* TO BE DONE
Reproduce only this part of the listing: the line with "skin, it would be much appreciated.", plus every line after it through the last.

* DATASET ENTRIES
__________

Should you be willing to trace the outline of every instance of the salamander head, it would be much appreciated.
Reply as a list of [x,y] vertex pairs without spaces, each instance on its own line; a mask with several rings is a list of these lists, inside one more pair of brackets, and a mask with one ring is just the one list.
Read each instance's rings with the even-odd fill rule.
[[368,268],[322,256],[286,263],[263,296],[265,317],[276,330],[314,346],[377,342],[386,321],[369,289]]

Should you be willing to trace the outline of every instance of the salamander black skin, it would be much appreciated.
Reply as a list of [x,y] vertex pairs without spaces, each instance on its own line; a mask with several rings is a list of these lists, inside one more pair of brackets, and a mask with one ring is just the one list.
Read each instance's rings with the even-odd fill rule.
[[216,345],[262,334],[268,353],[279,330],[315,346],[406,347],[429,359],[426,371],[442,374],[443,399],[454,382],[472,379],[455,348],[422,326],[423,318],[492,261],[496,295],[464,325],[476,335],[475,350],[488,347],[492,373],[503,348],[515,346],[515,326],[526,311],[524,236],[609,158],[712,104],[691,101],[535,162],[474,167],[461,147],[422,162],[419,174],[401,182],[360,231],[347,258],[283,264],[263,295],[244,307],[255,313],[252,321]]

__________

* RESULT OF THIS EXERCISE
Should you be willing to trace the outline of every instance of the salamander black skin, it would be much appreciated.
Reply as a list of [x,y] vertex pairs without spaces, each instance on its own line; a mask with several rings is a list of these lists, inside one more pair of brackets, and a mask with one ring is just the one list.
Read each instance's rings with the even-odd fill rule.
[[216,345],[262,334],[268,353],[279,330],[315,346],[406,347],[429,359],[426,371],[442,374],[443,399],[454,382],[472,379],[455,348],[422,326],[423,318],[492,261],[496,295],[464,325],[476,335],[475,350],[488,347],[492,373],[503,348],[515,346],[515,326],[526,311],[524,236],[609,158],[712,104],[691,101],[535,162],[474,167],[461,147],[422,162],[419,174],[401,182],[360,231],[347,258],[283,264],[263,295],[244,307],[255,313],[252,321]]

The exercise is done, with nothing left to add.